**Sunulan Metin:**

Ömer Kocabaş

Ömer Kocabaş

Suriyeliler dilemmasına bir nokta konulmalı

Suriyeliler dilemmasına bir nokta konulmalı

Bazı şeyler göz göre göre geliyor ve ne hikmetse biz her seferinde izliyoruz. İzlerken de sanki ilk defa böyle bir olayla karşılaşıyormuşuz gibi şaşırabiliyoruz. Gerçekten enteresan. Geçen hafta önce Kayseri’de başlayan ardından yurdun çeşitli noktalarına yayılan Suriyelilere yönelik olaylardan bahsediyorum. Suriye ile yeniden normalleşme noktasında atılacak adımlardan kimlerin rahatsız olacağını bu olaylar yaşanmadan söylemiştik. Küçük çaplı düşündüğümüzden uyanık ev sahiplerinin, emlakçıların ve sanayicinin Suriye ile normalleşmeye karşı olacakların başında geleceğini yazmıştık. Bunlar içimizdeki çıkarcı gruplar. Suriye ile aramızı düzeltip istikrarlı bir hâle gelmemizi istemeyen dış odakların klasik, pis tuzaklarıyla ülkeyi bir anda yangın yerine döndü. Bizde her zamanki gibi bu oyuna geldik. İşi sağlama almak için Suriye’de bizim tarafımızdan kontrol edilen bölgede de bayrağımıza, askerimize yönelik saldırılar organize ettiler. Bir nevi altın vuruş oldu…

Mesele kamu güvenliği meselesidir. Suriyeli biri beş yaşındaki bir çocuğu taciz etmiş. Taciz edilen çocuk Türk değil, Suriyeliymiş falan bunların hepsi detay. Olayın ardından tacizcinin şizofren olduğu söylendi. Taciz anının tesadüf eseri cep telefonuyla çekilmesi vb. plânlı bir oyun. Öte yandan şu da söylenebilir; Suriyeliler tarafından benzer olaylar kurgu olmadan da gerçekleştirilebiliyor. İnsanın olduğu yerde her türlü kötülük beklenir. Bunun Türk’ü Suriyelisi olmaz. Bu tarz olaylarda insanların galeyana gelip bir anda bütün Suriyelilere yönelik bir saldırı olmasının izah edilebilecek bir tarafı yok. Uyanık olmak zorundayız. Vatandaş yanlışta olsa kitle psikolojisi ile hareket edebilir. Bu nokta da güvenlik güçlerimizin birkaç hamle öteyi görüp ona göre önlem alması gerekiyor.

**Yönerge a:** Listede "Objective — one marker per instance of the hillside" ifadesinin geçtiği satırdan başlayarak listenin son satırına kadar (o satır da dahil) olan satırları, "Query" ifadesini "Sorgu" ile değiştirerek yeniden yazın; geri kalan her şey aynı kalsın.

[Nokta tabanlı işaretleme verileri]
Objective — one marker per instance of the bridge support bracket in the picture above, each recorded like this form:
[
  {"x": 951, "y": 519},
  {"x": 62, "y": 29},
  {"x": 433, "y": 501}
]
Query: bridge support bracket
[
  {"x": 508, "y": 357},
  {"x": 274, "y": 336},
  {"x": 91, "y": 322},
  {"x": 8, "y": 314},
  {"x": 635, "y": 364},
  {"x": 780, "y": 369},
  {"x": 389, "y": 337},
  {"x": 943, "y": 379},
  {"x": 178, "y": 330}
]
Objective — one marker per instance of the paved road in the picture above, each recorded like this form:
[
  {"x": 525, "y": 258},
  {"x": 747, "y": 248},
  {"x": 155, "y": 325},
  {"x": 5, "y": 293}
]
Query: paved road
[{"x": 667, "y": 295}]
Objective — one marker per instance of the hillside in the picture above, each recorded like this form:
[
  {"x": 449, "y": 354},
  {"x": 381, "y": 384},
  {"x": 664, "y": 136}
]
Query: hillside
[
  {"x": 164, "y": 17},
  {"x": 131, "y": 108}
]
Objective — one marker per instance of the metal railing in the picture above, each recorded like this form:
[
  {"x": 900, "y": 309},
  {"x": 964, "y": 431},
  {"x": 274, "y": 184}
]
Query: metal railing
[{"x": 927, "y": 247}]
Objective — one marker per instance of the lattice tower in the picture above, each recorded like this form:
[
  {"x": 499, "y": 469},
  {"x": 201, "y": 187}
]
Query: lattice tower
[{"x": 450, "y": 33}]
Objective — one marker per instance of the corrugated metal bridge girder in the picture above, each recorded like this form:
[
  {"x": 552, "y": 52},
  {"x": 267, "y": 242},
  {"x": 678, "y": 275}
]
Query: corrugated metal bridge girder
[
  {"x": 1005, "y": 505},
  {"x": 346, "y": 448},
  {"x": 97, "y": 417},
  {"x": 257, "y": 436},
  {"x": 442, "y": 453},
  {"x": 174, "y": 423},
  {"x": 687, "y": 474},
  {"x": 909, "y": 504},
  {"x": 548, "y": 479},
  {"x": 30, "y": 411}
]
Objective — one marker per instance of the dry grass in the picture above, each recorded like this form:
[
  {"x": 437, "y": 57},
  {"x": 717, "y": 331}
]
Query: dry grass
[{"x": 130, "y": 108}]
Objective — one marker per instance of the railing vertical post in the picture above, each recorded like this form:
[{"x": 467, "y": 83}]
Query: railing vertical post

**Yönerge b:** Suriyeliler hakkındaki köşe yazısına göre Suriye ile normalleşmeye karşı olacakların başında hangi gruplar gelir? Hepsini sıralayın.

**Tamamlanmış Yanıt a:**
Objective — one marker per instance of the hillside in the picture above, each recorded like this form:
[
  {"x": 449, "y": 354},
  {"x": 381, "y": 384},
  {"x": 664, "y": 136}
]
Sorgu: hillside
[
  {"x": 164, "y": 17},
  {"x": 131, "y": 108}
]
Objective — one marker per instance of the metal railing in the picture above, each recorded like this form:
[
  {"x": 900, "y": 309},
  {"x": 964, "y": 431},
  {"x": 274, "y": 184}
]
Sorgu: metal railing
[{"x": 927, "y": 247}]
Objective — one marker per instance of the lattice tower in the picture above, each recorded like this form:
[
  {"x": 499, "y": 469},
  {"x": 201, "y": 187}
]
Sorgu: lattice tower
[{"x": 450, "y": 33}]
Objective — one marker per instance of the corrugated metal bridge girder in the picture above, each recorded like this form:
[
  {"x": 552, "y": 52},
  {"x": 267, "y": 242},
  {"x": 678, "y": 275}
]
Sorgu: corrugated metal bridge girder
[
  {"x": 1005, "y": 505},
  {"x": 346, "y": 448},
  {"x": 97, "y": 417},
  {"x": 257, "y": 436},
  {"x": 442, "y": 453},
  {"x": 174, "y": 423},
  {"x": 687, "y": 474},
  {"x": 909, "y": 504},
  {"x": 548, "y": 479},
  {"x": 30, "y": 411}
]
Objective — one marker per instance of the dry grass in the picture above, each recorded like this form:
[
  {"x": 437, "y": 57},
  {"x": 717, "y": 331}
]
Sorgu: dry grass
[{"x": 130, "y": 108}]
Objective — one marker per instance of the railing vertical post in the picture above, each recorded like this form:
[{"x": 467, "y": 83}]
Sorgu: railing vertical post

**Tamamlanmış Yanıt b:** uyanık ev sahipleri, emlakçılar, sanayici